Source text ::
• • • • •

If $P(A \cup B) = 1$ then does $B = A^c$? Let A and B be two arbitrary events in a sample space S. Prove the following or provide a counterexample:
If $P(A \cup B) =  1$ then $B = A^c$

This is my original answer:
Since both $A, B \in S$ and $P(A \cup B) = 1$ then by definition $A \cup B = S$:
$$S = A \cup B$$
$$S \cap B^c = A \cup B \cap B^c$$
$$B^c = A$$
$$B = A^c$$

But I now realize that $P(A \cup B) = 1$ does not necessarily imply that $A \cup B = S$ so my proof doesn't work.
 A: Take any even $A$ such that $P(A)=1$. Take $B=A$. Then

*

*What is $P(A\cup B)$?

*Is $B=A^c$?

A: For one particularly straightforward counterexample, consider $A=B=S$.  We have here $P(A\cup B) = P(S\cup S) =P(S) = 1$ despite $B\neq A^c = \emptyset$
For a more exotic counterexample, let $N$ be a non-empty null set (an event who occurs with probability zero but is still technically in the sample space) who shares some element(s) with $A^c$ and let $B = A^c\setminus N$.
You make two major mistakes in your attempt.  The first is as you noted $P(A\cup B) = 1$ does not imply that $A\cup B = S$ due to the existence of null sets.
Your second major mistake is in going from $S=A\cup B$ to $S\cap B^c = A\cup B\cap B^c$.  You left off parentheses and evaluated as though parentheses were on the right as though $A\cup (B\cap B^c)$ leading to $A\cup (\emptyset)$ to $A$.  Rather, $S = (A\cup B)$ implies $S\cap B^c = (A\cup B)\cap B^c$ which leads to $B^c = A\cap B^c$.
Having corrected these two mistakes, we should have arrived at the conclusion that $P(A\cup B) = 1$ implies that $B^c$ is a subset of $A$ up to the difference of a nullset.  That is to say, $B^c\setminus A$ is a nullset.
For explicit example, consider the space $\{0,1,2,3,4\}$ where $P(\{1\})=P(\{2\})=P(\{3\})=P(\{4\})=\frac{1}{4}$ and $P(\{0\})=0$.  Letting $A=\{1,2,3\}$ and $B=\{2,3,4\}$ we do indeed have $P(A\cup B) = P(\{1,2,3,4\}) = 1$ and $B^c = \{0,1\}$ which although is not a subset of $\{1,2,3\}$ it does differ from a subset of $A$, namely $\{1\}$ by only a null-set.
A: If you consider the space of outcomes $\{a, b\}$ with probability $P(a) = 1$ and $P(b) = 0$.
Take the event $A = \{a\}$. Then $P(A) = 1$.
Take any event $B$ of the same space, then $P(A \cup B) = 1$.
Let $B = A$, then you have a counter example, because $B \neq A^c$

• • • • •

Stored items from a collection
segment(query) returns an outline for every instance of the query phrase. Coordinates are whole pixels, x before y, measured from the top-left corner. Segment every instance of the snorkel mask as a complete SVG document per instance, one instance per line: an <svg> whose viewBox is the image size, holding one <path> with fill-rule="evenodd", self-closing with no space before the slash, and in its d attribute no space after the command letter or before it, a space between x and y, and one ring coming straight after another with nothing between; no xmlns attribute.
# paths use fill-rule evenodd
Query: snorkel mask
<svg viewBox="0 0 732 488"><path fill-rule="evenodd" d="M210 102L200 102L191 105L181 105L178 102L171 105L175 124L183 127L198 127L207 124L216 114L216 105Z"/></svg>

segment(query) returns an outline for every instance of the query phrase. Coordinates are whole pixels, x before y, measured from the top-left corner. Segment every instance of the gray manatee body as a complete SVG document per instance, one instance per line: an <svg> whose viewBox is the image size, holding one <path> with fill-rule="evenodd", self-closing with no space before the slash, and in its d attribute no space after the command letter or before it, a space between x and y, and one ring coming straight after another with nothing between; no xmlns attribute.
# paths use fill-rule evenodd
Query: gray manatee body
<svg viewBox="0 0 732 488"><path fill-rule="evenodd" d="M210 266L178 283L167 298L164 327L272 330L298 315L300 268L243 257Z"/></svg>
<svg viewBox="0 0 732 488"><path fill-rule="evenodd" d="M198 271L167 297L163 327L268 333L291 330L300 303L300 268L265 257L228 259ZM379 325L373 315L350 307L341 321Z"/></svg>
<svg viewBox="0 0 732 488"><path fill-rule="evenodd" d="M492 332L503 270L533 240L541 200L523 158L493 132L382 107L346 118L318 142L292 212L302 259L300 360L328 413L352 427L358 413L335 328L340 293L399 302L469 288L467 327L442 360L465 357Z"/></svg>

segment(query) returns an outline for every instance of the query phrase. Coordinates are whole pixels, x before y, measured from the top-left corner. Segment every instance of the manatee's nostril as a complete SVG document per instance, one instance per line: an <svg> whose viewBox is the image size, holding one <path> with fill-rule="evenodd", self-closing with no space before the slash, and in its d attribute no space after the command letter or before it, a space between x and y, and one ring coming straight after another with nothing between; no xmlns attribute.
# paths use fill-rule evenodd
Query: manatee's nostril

• • • • •

The tasks ::
• 1. Answer these questions from the probability thread:
(a) In the straightforward counterexample, what are both A and B set equal to?
(b) In the explicit example on the space {0,1,2,3,4}, what probability is given to {0}?
(c) In the last reply, what is the space of outcomes?
• 2. Please repeat the rows word for word. Begin at the first line of the rows and stop after the line that contains "102L200 102L191 105L181".

Answers to the exercise ::
• 1.
(a) S, the sample space
(b) 0
(c) {a, b}

• 2.
segment(query) returns an outline for every instance of the query phrase. Coordinates are whole pixels, x before y, measured from the top-left corner. Segment every instance of the snorkel mask as a complete SVG document per instance, one instance per line: an <svg> whose viewBox is the image size, holding one <path> with fill-rule="evenodd", self-closing with no space before the slash, and in its d attribute no space after the command letter or before it, a space between x and y, and one ring coming straight after another with nothing between; no xmlns attribute.
# paths use fill-rule evenodd
Query: snorkel mask
<svg viewBox="0 0 732 488"><path fill-rule="evenodd" d="M210 102L200 102L191 105L181 105L178 102L171 105L175 124L183 127L198 127L207 124L216 114L216 105Z"/></svg>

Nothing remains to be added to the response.